**ENTRIES PROVIDED:**
════

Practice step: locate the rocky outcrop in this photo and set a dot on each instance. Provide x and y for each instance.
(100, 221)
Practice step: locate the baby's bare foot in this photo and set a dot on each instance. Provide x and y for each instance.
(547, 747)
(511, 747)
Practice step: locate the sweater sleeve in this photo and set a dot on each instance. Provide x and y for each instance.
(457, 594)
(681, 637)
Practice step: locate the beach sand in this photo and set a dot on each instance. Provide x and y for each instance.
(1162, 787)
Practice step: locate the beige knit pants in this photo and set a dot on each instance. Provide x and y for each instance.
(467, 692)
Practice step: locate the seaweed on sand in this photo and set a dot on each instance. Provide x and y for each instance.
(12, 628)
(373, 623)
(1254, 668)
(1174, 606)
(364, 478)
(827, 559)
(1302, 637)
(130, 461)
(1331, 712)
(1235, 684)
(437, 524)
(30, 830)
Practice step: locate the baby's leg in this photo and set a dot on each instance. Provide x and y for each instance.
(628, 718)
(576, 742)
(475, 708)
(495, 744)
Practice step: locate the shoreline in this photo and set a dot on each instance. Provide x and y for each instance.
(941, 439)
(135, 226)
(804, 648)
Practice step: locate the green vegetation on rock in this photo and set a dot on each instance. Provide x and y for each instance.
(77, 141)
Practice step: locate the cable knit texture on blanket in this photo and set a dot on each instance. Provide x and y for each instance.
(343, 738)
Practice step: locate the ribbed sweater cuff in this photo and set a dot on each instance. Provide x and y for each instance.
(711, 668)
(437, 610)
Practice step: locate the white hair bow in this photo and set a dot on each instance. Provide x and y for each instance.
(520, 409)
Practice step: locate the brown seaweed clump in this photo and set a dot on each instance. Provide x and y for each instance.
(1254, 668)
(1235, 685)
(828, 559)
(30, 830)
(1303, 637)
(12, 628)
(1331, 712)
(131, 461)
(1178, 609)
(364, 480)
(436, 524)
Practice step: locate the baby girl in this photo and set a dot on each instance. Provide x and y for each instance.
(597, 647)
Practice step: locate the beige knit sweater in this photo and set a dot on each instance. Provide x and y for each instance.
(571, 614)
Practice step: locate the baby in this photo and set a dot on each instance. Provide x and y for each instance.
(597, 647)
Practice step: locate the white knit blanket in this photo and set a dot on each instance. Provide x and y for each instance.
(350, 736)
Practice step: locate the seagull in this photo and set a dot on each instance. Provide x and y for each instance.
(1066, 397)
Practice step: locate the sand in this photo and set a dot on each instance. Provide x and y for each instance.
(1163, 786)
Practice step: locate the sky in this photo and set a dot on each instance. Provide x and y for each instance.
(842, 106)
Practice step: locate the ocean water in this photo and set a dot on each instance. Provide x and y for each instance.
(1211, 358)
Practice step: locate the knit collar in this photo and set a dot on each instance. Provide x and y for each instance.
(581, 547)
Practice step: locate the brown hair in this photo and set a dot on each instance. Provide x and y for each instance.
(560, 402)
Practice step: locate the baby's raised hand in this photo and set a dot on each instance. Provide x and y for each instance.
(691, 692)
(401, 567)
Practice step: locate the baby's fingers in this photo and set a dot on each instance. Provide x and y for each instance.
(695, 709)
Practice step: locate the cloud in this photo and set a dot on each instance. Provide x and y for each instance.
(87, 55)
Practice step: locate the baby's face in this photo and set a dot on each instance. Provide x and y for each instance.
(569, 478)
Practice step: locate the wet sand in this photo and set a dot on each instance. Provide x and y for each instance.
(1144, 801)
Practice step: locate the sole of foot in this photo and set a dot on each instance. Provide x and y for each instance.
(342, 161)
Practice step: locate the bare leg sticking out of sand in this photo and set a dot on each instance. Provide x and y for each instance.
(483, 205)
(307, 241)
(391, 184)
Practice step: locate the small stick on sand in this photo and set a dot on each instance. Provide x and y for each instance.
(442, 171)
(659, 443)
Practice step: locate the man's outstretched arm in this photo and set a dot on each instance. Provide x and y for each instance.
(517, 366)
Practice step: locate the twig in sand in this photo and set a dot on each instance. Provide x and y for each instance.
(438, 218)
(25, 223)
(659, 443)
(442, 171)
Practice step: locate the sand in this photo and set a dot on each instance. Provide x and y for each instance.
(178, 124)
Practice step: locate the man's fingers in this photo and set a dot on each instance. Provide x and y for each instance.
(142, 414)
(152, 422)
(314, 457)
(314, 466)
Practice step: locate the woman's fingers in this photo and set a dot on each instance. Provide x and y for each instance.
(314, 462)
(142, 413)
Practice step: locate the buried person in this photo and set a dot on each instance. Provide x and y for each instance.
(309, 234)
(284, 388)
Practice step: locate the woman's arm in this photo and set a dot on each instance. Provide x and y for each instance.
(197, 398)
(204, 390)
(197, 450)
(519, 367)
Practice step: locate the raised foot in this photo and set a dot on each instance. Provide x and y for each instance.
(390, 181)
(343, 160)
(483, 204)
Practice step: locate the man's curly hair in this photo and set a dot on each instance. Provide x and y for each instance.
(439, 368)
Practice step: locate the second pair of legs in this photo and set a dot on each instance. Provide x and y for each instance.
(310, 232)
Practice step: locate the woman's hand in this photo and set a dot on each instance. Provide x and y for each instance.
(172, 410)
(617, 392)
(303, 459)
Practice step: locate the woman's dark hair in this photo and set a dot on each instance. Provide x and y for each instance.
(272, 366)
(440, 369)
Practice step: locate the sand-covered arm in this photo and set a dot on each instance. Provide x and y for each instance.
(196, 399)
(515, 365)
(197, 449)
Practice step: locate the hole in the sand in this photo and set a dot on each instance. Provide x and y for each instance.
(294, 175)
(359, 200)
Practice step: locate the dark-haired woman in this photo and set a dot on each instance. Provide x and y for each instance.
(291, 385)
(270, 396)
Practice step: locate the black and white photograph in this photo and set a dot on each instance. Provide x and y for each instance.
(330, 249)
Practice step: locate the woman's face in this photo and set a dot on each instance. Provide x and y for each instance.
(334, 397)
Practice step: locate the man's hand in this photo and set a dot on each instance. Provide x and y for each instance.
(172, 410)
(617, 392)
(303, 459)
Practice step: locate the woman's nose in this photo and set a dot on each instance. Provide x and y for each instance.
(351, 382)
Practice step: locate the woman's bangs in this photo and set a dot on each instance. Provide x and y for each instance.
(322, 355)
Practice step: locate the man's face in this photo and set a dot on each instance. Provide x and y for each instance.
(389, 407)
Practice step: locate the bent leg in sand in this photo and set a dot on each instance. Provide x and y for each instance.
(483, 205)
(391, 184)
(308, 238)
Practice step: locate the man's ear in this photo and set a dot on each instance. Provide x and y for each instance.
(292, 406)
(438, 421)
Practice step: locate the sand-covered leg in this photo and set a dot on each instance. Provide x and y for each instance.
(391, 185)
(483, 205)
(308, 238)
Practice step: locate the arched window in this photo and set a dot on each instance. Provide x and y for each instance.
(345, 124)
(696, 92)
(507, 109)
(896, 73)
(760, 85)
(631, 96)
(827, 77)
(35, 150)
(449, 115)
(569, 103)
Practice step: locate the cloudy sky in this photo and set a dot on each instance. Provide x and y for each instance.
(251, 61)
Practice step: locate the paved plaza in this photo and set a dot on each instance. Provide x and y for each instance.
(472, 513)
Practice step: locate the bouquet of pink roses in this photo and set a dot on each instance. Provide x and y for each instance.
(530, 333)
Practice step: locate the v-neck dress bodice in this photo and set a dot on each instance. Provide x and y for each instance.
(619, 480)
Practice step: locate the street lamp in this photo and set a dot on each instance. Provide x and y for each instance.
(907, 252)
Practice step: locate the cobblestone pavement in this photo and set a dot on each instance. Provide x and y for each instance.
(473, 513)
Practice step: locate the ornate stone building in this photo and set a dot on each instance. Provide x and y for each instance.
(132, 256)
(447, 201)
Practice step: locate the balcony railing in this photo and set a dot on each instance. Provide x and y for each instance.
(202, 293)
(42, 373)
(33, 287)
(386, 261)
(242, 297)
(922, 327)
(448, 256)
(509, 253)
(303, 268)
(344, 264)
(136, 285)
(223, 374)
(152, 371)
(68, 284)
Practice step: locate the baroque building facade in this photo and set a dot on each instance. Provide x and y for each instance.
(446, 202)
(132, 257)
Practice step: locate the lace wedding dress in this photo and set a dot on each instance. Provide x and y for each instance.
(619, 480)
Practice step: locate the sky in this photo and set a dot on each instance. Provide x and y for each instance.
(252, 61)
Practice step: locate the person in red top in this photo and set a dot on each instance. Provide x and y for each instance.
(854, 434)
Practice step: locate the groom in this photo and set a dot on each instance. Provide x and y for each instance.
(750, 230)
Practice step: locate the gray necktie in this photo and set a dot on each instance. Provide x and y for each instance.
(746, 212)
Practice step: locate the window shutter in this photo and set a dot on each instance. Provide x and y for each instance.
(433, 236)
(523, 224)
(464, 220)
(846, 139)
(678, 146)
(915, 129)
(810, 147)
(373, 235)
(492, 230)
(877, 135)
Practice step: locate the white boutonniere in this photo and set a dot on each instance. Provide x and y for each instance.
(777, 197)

════

**WHAT IS REQUIRED:** Using the records above, write out exactly the lines from the one containing "Practice step: locate the white boutonniere" through the last, and add nothing.

**FINISHED EXERCISE:**
Practice step: locate the white boutonniere in this photo and set a dot on each instance. Provide x and y for each instance.
(777, 197)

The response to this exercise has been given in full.